YOUR TASK:
Quote the full mailing-list reply below about the concept of belief in teaching anthropology, reproducing it word for word.

PAGE TEXT:
+ + +
Re: M & I

Douglass St.Christian (stchri@MCMAIL.CIS.MCMASTER.CA)
Wed, 10 Apr 1996 08:32:28 -0400

....
>
>But finally, let me reply to something in a post by Douglass St.Christian.
>He writes:
>
>> that students come to us in the haze that says "I have truth" and "Others
>> have beleifs [ie: misunderstandings]" is something the teaching of
>> anthropology should work to address....
>> my own spin is to purge the concept of beleif from the discussion by arguing
>> its too often ethnocentric application makes it too pernicious a concept to
>> retain much analytic value....
+ + +
(Dataset items)
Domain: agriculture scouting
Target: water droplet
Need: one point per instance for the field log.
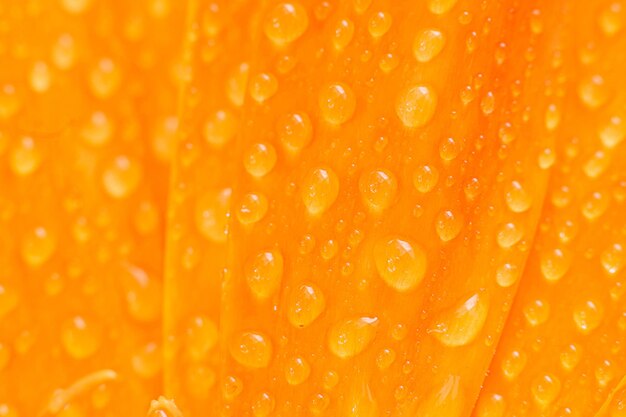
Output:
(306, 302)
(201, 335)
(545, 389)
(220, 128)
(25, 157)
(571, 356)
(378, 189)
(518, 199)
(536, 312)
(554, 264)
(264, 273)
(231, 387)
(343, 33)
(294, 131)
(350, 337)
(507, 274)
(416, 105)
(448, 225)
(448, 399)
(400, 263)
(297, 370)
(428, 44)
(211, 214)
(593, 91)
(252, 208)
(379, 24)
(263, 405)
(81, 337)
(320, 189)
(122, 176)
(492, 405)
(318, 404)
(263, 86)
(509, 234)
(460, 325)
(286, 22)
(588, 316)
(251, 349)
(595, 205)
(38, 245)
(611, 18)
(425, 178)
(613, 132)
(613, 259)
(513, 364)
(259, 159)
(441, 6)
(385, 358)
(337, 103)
+ + +
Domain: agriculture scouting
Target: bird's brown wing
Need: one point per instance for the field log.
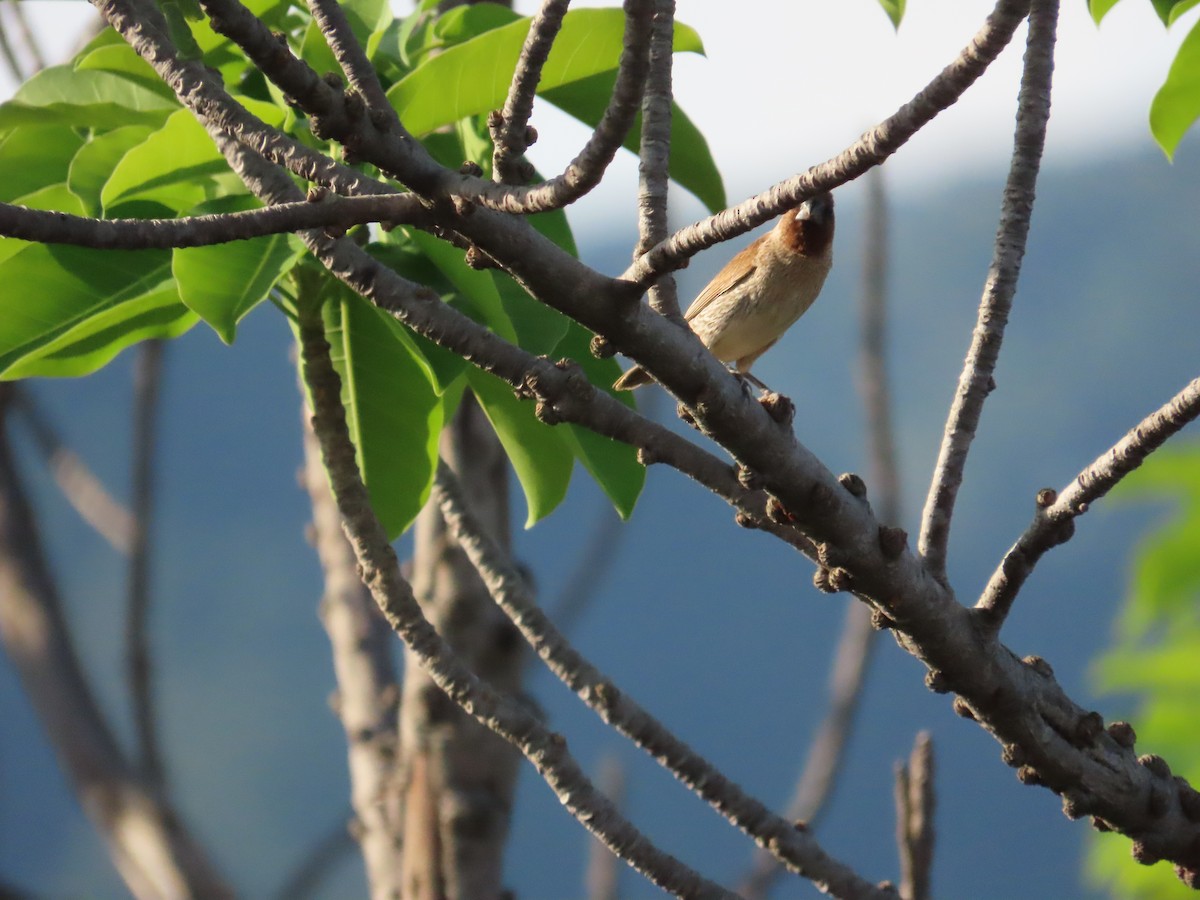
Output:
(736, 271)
+ + +
OUTPUT OF THE EXERCISE:
Re: M & I

Douglass St.Christian (stchri@MCMAIL.CIS.MCMASTER.CA)
Wed, 10 Apr 1996 08:32:28 -0400

....
>
>But finally, let me reply to something in a post by Douglass St.Christian.
>He writes:
>
>> that students come to us in the haze that says "I have truth" and "Others
>> have beleifs [ie: misunderstandings]" is something the teaching of
>> anthropology should work to address....
>> my own spin is to purge the concept of beleif from the discussion by arguing
>> its too often ethnocentric application makes it too pernicious a concept to
>> retain much analytic value....